**Compito scritto A**. Filtra l'elenco riportato più avanti e copia ogni riga che contiene la stringa "rock". Le maiuscole e le minuscole contano.
□ □ □ □ □ □ □
TESTIMONIANZE di SOPRAVVISSUTI

Pietro Pascoli: I Deportati - pagine di vita vissuta (1960)

presentazione di Ferruccio Parri

Capitolo 9 - Ritorno in patria

LE GRANDI OMBRE

 

22 giugno 1945: mattino. Una colonna di automezzi della Commissione Pontificia di Assistenza, seguita da 13 autoambulanze, in gran parte americane, lasciava il campo di Dachau. Il cielo era coperto. Nel Lager avevamo lasciato 150 connazionali ammalati, tutti in condizioni piuttosto gravi, ed alcuni membri del Comitato italiano con a capo Giovanni Melodia e Padre Manziana. Il distacco da quei nostri compagni fu per noi una stretta al cuore. Ad un tratto mi parve di vedere le Ombre dei nostri Caduti: le Ombre dei Caduti di Dachau, di Auschwitz, di Buchenwald, di Mauthausen, di Belsen, di Flossenbürg, di Hersbruck, di Ravensbrück, e di tutti i Lager tedeschi che si erano date convegno per il nostro rimpatrio. «Andate - ci dissero le grandi Ombre - e siate felici nella vostra terra. Siate felici, ma non dimenticate gli ideali per i quali noi siamo caduti, e levate alto il vostro grido nel mondo perché tanto orrore non abbia più a ripetersi sul globo». Alzai gli occhi e mi guardai d'attorno come trasognato: le Ombre si erano dileguate. Si erano dileguate in silenzio, così come in silenzio si erano date convegno.

 

UNA BANDIERA TRICOLORE

 

L'autocolonna percorre in rapida fuga le ampie strade asfaltate tedesche tra il verde dei prati, magnifiche fattorie, candidi villaggi e dense abetaie che si susseguono ininterrottamente dinanzi ai nostri occhi come una suggestiva visione cinematografica. Sul primo autocarro sventola una bandiera tricolore. Si canta. Quegli uomini sfiniti, ridotti allo scheletro, trovano ancora la forza di cantare. Cantano gli inni nazionali. Alle otto del mattino eccoci a Monaco di Baviera. La superba città, culla del nazismo, orgoglio dei tedeschi, che esprime l'arte, la cultura e la vita mondana del Reich, è un immenso cumulo di rovine. Centinaia di edifici, ridotti ai muri maestri, si profilano all'orizzonte come una miriade di castelli sventrati. Montagne di materie ingombrano il suolo. Una pioggerella fine cade sulle nostre spalle; ma che conta questo? «Si va a casa!». Verso mezzogiorno eccoci ad Innsbruck, la vezzosa capitale dell'Alto Tirolo, bagnata dall'Inn, circondata da verdi poggi e da superbe rocce che svettano al cielo. Centro di gran turismo, Innsbruck, mostra ancora tra le ferite della guerra tutto il suo fascino e tutta la sua bellezza. Un'ora di sosta, colazione al sacco, indi i motori si rimettono in moto. I sopravvissuti guardano verso mezzogiorno il crinale delle Alpi; al di là di quelle Alpi: l'Italia.
□ □ □ □ □ □ □
**Compito scritto B**. Nel brano sul ritorno in patria, a che ora l'autocolonna arriva a Monaco di Baviera?

(Voci tratte da un dataset)
□ □ □ □ □ □ □
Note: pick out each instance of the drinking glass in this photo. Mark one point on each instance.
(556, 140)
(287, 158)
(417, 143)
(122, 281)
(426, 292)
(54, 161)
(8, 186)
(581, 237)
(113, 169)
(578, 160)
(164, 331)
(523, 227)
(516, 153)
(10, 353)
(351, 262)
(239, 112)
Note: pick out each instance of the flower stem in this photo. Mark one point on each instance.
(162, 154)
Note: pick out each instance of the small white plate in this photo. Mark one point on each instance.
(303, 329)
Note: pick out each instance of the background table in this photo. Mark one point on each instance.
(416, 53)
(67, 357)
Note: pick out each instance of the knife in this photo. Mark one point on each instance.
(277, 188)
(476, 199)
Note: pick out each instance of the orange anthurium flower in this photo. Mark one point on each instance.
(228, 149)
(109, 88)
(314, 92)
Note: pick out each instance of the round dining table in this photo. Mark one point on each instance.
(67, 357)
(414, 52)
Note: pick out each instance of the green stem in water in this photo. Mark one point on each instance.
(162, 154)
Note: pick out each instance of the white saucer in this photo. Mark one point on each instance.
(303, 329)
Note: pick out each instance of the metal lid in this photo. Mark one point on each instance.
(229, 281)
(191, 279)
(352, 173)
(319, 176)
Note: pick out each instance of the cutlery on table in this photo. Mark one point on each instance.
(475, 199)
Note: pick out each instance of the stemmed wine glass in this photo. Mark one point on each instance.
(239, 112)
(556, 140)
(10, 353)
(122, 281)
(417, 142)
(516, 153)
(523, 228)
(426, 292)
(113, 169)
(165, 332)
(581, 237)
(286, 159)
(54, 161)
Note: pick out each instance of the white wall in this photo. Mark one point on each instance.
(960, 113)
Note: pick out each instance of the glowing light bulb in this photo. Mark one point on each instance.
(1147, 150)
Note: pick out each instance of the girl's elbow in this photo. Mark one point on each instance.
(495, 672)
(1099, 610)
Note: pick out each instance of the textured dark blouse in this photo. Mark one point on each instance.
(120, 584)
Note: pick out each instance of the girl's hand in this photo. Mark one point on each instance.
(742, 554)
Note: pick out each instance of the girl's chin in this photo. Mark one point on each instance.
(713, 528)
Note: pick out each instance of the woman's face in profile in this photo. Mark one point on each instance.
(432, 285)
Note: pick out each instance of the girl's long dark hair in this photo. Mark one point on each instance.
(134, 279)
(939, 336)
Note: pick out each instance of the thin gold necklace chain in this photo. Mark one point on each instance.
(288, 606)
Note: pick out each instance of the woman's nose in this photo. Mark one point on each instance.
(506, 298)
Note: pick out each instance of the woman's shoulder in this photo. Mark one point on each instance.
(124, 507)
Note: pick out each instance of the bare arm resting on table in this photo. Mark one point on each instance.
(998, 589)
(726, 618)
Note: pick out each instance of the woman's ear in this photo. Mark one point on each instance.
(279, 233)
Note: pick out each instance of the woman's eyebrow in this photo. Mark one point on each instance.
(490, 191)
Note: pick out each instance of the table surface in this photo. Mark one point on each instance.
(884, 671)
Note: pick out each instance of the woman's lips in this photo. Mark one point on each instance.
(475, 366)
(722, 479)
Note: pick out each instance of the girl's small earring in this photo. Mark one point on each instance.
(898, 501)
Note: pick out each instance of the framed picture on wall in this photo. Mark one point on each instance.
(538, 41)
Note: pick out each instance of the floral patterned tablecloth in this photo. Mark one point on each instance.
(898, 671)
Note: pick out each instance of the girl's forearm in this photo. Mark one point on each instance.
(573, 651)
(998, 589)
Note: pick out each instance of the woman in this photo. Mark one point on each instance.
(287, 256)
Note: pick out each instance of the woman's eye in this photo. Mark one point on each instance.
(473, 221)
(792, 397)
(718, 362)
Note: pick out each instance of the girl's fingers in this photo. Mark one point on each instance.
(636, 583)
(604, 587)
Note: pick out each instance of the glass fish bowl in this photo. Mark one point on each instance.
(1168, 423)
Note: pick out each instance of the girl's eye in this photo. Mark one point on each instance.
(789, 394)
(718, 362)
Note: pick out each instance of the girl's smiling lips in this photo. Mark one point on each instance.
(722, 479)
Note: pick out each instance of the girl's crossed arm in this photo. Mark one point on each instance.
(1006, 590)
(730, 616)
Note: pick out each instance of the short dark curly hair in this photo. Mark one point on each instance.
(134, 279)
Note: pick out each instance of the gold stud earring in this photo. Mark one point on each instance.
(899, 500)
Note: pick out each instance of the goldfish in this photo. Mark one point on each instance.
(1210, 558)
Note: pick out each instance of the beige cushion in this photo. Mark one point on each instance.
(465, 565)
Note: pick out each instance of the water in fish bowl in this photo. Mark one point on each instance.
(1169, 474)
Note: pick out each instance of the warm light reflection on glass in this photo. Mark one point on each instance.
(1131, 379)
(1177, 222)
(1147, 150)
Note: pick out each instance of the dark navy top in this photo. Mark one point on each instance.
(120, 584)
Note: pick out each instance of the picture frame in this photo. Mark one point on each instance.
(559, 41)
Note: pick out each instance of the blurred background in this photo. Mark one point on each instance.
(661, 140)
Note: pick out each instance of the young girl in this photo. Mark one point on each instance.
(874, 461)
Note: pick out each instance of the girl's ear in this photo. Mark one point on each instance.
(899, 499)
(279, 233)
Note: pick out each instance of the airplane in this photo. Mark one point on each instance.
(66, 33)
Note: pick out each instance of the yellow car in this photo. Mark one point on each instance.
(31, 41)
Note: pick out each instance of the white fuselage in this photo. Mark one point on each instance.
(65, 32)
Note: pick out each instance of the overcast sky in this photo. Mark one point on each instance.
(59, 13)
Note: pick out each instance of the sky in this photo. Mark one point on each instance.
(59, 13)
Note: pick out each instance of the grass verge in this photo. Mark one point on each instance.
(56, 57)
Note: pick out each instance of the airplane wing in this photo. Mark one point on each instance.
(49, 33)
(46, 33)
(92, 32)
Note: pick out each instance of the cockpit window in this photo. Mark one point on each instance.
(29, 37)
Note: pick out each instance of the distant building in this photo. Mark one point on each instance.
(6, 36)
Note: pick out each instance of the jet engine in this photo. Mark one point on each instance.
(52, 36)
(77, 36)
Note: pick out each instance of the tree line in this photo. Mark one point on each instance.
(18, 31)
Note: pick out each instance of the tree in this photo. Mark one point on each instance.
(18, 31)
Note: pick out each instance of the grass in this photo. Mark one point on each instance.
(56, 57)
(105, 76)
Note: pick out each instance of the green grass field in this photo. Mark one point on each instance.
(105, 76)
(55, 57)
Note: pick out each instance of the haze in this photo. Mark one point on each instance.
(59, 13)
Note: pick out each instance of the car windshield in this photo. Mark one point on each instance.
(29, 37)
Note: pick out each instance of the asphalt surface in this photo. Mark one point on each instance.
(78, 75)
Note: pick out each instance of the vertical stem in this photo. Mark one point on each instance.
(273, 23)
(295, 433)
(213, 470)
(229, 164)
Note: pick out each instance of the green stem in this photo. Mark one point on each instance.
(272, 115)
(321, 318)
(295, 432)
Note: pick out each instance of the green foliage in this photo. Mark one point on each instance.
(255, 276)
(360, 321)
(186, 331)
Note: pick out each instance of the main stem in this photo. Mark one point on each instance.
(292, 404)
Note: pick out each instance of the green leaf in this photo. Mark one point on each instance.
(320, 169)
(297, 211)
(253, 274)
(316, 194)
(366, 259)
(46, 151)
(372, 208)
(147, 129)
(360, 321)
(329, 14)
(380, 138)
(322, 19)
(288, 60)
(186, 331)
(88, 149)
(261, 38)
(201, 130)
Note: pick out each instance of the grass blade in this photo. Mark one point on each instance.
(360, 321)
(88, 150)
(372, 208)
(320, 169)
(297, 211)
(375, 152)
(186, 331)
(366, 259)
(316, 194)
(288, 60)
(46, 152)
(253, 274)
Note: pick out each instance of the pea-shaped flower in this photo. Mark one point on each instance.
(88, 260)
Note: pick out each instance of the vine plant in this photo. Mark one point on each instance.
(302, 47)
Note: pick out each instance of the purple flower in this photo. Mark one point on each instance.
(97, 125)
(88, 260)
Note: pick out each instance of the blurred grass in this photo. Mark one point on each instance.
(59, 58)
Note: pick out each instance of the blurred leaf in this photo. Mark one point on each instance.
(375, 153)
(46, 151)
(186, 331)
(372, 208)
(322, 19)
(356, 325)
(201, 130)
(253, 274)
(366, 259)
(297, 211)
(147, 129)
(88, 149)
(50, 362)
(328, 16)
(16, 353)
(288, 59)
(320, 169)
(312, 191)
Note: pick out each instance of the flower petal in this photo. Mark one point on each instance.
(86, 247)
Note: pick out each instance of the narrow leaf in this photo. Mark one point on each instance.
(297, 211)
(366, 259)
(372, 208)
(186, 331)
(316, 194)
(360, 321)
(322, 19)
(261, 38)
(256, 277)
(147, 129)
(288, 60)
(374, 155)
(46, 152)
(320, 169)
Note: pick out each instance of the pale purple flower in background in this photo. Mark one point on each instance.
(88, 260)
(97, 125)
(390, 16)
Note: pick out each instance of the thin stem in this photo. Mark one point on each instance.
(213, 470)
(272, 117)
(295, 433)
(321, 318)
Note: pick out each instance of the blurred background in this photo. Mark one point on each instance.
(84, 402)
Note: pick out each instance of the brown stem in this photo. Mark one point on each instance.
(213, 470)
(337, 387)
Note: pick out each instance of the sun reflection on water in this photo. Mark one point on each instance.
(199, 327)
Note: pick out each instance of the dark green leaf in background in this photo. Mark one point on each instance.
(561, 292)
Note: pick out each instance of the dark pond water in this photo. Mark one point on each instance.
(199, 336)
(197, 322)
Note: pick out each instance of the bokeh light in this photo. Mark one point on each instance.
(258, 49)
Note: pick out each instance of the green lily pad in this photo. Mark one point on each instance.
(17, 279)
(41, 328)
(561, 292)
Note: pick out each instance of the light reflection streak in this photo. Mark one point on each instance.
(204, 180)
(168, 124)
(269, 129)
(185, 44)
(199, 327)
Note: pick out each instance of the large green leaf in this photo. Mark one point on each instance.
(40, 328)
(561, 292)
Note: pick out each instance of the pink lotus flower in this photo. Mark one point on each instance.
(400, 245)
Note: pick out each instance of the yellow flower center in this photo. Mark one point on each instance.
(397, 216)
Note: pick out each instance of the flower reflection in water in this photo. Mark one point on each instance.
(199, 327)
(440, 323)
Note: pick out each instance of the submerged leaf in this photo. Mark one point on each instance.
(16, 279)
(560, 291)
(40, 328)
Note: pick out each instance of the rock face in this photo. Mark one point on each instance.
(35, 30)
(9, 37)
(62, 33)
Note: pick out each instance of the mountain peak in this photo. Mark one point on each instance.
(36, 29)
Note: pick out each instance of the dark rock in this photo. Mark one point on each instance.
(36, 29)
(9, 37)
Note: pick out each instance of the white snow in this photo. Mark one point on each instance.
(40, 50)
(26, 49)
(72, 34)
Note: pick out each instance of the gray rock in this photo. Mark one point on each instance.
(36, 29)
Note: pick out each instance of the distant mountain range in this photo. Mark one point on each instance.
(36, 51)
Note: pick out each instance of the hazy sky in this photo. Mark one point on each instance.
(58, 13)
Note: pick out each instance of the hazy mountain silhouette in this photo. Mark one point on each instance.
□ □ □ □ □ □ □
**Risposta corretta A**.
Note: pick out each instance of the rock face in this photo. Mark one point on each instance.
Note: pick out each instance of the dark rock in this photo. Mark one point on each instance.
Note: pick out each instance of the gray rock in this photo. Mark one point on each instance.

**Risposta corretta B**. Alle otto del mattino.